Description of the task: The entries underneath need to be duplicated exactly, with none omitted.

Stored items
::::::::::

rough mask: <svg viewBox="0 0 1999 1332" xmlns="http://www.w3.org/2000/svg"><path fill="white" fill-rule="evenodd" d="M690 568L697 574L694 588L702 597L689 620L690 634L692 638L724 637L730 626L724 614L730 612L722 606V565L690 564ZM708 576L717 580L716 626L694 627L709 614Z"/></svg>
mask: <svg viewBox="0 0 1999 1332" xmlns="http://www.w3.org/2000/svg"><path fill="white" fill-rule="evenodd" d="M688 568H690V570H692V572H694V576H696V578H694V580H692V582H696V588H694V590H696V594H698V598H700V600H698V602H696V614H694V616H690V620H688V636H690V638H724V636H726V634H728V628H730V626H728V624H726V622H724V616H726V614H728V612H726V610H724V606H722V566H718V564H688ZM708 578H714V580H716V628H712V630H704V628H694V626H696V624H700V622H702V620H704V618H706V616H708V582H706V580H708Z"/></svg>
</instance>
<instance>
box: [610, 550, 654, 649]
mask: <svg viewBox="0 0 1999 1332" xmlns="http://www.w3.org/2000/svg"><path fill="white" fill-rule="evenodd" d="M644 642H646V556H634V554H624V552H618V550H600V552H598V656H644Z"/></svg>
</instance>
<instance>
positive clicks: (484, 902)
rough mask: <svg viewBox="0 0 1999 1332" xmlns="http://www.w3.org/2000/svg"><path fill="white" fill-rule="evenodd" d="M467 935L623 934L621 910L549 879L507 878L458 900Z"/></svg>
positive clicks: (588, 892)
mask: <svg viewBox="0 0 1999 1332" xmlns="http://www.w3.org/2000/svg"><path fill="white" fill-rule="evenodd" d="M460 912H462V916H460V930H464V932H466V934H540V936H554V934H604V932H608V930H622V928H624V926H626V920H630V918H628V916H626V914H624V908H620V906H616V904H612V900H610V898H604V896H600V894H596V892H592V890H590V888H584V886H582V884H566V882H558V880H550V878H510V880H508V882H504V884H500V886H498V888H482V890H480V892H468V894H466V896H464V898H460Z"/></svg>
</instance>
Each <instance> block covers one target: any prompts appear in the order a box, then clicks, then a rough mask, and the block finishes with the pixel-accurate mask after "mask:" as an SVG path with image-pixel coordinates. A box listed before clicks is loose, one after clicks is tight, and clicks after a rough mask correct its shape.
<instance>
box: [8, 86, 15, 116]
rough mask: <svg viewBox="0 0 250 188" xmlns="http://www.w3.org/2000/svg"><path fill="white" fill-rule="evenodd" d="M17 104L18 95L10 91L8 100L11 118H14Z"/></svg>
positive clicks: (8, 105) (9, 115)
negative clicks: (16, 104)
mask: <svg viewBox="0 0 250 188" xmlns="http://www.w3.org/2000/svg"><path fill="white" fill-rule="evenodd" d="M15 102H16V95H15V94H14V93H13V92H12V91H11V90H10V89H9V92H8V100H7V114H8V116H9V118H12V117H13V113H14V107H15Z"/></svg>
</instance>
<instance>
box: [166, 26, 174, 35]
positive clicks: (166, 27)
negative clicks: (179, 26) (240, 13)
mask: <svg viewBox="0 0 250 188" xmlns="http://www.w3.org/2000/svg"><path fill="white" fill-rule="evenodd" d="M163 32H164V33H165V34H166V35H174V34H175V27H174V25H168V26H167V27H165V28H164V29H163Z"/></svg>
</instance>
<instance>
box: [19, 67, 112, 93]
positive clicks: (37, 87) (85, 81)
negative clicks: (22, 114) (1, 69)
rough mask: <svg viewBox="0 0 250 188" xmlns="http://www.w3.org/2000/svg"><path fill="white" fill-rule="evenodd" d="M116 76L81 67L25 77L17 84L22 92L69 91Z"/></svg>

::::::::::

Problem solution:
rough mask: <svg viewBox="0 0 1999 1332" xmlns="http://www.w3.org/2000/svg"><path fill="white" fill-rule="evenodd" d="M690 568L697 574L694 588L702 597L689 620L690 634L692 638L724 637L730 626L724 614L730 612L722 606V565L690 564ZM708 576L717 580L716 626L694 627L709 614Z"/></svg>
mask: <svg viewBox="0 0 1999 1332" xmlns="http://www.w3.org/2000/svg"><path fill="white" fill-rule="evenodd" d="M688 568H690V570H692V572H694V576H696V578H694V580H692V582H696V588H694V590H696V594H698V598H700V600H698V602H696V614H694V616H690V620H688V636H690V638H724V636H726V634H728V628H730V626H728V624H726V622H724V616H726V614H728V612H726V610H724V606H722V566H718V564H688ZM708 578H714V580H716V628H712V630H704V628H694V626H696V624H700V622H702V620H704V618H706V616H708V582H706V580H708Z"/></svg>
</instance>
<instance>
box: [610, 550, 654, 649]
mask: <svg viewBox="0 0 1999 1332" xmlns="http://www.w3.org/2000/svg"><path fill="white" fill-rule="evenodd" d="M644 642H646V556H634V554H624V552H618V550H600V552H598V656H644Z"/></svg>
</instance>
<instance>
positive clicks: (484, 902)
rough mask: <svg viewBox="0 0 1999 1332" xmlns="http://www.w3.org/2000/svg"><path fill="white" fill-rule="evenodd" d="M467 935L623 934L621 910L549 879L507 878L458 900Z"/></svg>
positive clicks: (588, 892)
mask: <svg viewBox="0 0 1999 1332" xmlns="http://www.w3.org/2000/svg"><path fill="white" fill-rule="evenodd" d="M460 912H462V916H460V930H464V932H466V934H540V936H554V934H604V932H608V930H622V928H624V926H626V920H630V918H628V916H626V914H624V908H620V906H616V904H612V900H610V898H604V896H600V894H596V892H592V890H590V888H584V886H582V884H566V882H558V880H550V878H510V880H508V882H504V884H500V886H498V888H482V890H480V892H468V894H466V896H464V898H460Z"/></svg>
</instance>
Each <instance> block covers one target: any prompts appear in the order a box, then clicks, then a rough mask, and the block finishes with the pixel-accurate mask after "mask:" as an SVG path with image-pixel coordinates. A box listed before clicks is loose, one after clicks is tight, and clicks after a rough mask correct its shape.
<instance>
box: [8, 86, 15, 116]
rough mask: <svg viewBox="0 0 250 188" xmlns="http://www.w3.org/2000/svg"><path fill="white" fill-rule="evenodd" d="M17 104L18 95L10 91L8 100L11 118H14Z"/></svg>
positive clicks: (8, 105) (9, 115)
negative clicks: (16, 104)
mask: <svg viewBox="0 0 250 188" xmlns="http://www.w3.org/2000/svg"><path fill="white" fill-rule="evenodd" d="M15 102H16V95H15V94H14V93H13V92H12V91H11V90H10V89H9V92H8V100H7V114H8V116H9V118H12V117H13V113H14V107H15Z"/></svg>
</instance>
<instance>
box: [166, 26, 174, 35]
positive clicks: (166, 27)
negative clicks: (179, 26) (240, 13)
mask: <svg viewBox="0 0 250 188" xmlns="http://www.w3.org/2000/svg"><path fill="white" fill-rule="evenodd" d="M163 32H164V33H165V34H166V35H174V34H175V27H174V25H168V26H167V27H165V28H164V29H163Z"/></svg>
</instance>
<instance>
box: [19, 67, 112, 93]
positive clicks: (37, 87) (85, 81)
negative clicks: (22, 114) (1, 69)
rough mask: <svg viewBox="0 0 250 188" xmlns="http://www.w3.org/2000/svg"><path fill="white" fill-rule="evenodd" d="M116 76L81 67L25 77L17 84L22 92L69 91Z"/></svg>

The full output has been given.